[Excerpts from a pointing dataset]
-- START --
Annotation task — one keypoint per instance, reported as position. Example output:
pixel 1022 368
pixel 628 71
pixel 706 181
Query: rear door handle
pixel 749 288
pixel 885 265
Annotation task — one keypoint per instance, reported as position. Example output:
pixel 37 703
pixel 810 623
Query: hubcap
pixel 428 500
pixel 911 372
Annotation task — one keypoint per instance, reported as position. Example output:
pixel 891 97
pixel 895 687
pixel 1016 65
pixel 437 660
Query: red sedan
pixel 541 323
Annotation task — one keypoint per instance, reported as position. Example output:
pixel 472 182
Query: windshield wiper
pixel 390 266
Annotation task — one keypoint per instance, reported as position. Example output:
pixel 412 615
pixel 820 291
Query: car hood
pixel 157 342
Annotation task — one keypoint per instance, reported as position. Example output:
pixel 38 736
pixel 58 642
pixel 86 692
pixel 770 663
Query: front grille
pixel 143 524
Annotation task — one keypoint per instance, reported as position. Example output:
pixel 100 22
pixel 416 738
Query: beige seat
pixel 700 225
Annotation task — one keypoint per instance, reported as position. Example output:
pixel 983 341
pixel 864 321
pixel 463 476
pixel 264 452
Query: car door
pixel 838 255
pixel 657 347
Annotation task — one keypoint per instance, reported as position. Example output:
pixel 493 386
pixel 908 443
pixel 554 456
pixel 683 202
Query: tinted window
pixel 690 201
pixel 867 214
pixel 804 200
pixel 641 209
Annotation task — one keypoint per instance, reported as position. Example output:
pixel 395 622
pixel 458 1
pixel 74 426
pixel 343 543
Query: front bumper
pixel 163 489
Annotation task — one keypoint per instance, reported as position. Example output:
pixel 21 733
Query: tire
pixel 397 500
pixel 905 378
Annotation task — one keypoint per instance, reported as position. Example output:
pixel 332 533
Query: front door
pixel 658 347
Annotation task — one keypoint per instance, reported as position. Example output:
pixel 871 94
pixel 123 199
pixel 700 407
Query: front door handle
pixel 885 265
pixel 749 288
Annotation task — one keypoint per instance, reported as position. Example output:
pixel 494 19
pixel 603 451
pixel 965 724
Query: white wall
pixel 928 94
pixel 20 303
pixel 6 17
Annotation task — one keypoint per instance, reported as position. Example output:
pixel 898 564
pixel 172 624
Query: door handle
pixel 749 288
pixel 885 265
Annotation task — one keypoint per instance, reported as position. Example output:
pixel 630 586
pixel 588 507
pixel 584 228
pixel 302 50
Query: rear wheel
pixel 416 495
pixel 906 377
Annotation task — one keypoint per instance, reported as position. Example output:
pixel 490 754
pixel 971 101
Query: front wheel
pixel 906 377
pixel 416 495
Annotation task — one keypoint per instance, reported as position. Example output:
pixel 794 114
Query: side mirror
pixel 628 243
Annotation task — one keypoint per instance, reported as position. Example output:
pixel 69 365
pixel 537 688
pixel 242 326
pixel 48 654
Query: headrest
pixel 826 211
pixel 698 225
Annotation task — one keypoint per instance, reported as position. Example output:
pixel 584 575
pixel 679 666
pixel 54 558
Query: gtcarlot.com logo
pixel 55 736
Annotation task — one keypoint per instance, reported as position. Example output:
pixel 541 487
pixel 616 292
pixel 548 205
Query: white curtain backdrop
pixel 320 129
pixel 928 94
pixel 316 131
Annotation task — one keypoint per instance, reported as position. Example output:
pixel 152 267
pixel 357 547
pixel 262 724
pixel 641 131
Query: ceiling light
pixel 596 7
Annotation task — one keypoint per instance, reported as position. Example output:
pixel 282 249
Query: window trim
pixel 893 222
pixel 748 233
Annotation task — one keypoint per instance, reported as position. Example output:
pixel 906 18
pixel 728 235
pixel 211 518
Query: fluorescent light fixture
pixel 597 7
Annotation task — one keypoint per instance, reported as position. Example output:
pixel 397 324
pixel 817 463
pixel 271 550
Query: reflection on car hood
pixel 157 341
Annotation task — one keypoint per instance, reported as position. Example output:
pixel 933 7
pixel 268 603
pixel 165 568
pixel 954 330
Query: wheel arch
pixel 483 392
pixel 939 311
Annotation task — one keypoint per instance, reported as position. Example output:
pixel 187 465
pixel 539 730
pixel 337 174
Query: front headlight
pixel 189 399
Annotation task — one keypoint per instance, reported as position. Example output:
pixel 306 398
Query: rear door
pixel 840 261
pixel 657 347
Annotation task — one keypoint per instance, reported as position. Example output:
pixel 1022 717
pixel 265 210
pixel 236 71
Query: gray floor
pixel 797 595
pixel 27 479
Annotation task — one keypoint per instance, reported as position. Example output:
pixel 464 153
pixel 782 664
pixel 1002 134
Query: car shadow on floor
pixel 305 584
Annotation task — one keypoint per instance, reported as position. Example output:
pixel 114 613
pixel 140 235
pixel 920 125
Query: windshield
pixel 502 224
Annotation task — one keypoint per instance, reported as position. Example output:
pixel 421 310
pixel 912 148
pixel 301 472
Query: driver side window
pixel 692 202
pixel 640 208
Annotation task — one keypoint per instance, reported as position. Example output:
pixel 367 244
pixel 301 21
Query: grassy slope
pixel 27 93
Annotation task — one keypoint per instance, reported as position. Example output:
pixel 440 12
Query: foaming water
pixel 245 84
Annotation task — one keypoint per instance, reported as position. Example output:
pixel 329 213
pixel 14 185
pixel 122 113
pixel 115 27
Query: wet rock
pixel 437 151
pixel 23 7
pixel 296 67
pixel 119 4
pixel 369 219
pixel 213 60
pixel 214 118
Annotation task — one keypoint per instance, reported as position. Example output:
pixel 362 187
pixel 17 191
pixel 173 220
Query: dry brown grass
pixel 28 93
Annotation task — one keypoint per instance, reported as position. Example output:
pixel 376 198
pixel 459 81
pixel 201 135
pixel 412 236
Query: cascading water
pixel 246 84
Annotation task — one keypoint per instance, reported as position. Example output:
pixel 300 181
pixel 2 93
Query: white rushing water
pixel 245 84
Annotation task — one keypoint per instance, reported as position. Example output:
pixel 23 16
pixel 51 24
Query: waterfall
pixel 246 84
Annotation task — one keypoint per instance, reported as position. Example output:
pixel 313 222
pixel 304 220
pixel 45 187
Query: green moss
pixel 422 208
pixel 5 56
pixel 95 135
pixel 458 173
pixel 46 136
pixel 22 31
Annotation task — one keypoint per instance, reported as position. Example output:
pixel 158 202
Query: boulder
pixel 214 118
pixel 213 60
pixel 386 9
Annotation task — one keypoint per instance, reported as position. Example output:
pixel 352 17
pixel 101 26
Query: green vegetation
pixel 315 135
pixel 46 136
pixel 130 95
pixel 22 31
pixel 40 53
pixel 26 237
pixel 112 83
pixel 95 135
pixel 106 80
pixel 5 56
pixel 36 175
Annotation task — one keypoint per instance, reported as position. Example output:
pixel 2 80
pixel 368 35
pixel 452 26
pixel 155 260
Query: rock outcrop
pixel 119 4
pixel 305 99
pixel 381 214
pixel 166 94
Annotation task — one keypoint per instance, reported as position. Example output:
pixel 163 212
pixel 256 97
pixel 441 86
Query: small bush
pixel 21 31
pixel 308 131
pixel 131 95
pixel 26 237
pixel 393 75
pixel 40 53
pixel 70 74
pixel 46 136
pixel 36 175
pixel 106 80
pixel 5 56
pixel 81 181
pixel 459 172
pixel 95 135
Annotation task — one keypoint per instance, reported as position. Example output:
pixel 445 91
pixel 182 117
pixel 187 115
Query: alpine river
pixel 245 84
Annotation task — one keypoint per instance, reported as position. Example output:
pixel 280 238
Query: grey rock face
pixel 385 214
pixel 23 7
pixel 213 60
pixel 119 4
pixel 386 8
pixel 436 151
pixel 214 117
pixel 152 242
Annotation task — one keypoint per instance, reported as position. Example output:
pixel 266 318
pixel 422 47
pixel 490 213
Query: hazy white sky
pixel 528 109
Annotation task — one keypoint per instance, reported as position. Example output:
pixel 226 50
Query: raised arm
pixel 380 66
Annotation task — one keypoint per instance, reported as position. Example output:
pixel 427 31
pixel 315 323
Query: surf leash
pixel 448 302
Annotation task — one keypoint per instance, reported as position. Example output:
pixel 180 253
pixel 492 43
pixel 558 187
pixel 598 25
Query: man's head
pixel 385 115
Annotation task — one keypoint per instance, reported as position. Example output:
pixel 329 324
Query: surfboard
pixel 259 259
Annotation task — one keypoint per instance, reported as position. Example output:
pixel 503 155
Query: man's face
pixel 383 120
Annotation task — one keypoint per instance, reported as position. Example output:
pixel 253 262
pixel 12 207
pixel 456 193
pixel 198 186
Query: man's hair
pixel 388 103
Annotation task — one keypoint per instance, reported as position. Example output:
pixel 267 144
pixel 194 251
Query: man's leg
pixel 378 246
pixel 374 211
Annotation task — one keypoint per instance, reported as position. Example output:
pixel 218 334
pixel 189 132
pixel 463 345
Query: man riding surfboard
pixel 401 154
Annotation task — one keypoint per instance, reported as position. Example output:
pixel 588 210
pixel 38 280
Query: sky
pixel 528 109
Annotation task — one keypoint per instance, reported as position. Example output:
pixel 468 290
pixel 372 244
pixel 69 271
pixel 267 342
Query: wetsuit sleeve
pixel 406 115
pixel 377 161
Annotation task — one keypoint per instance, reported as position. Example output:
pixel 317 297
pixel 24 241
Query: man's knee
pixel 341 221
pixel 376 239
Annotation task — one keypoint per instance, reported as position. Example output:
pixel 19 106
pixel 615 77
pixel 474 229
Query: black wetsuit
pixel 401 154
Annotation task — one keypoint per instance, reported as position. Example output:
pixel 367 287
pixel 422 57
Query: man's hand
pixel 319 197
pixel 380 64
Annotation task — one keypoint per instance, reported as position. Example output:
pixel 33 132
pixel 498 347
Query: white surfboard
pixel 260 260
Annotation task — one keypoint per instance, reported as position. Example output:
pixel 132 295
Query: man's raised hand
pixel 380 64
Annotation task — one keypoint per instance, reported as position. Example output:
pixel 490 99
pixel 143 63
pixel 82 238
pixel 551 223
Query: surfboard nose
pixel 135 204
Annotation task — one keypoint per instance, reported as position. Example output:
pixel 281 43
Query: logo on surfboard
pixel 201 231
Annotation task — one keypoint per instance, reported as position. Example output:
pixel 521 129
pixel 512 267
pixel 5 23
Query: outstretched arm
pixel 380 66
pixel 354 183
-- END --
Locate every line in the material above that contains the word "rock", and copy each one.

Query: wet rock
Query: rock outcrop
Query: grey rock face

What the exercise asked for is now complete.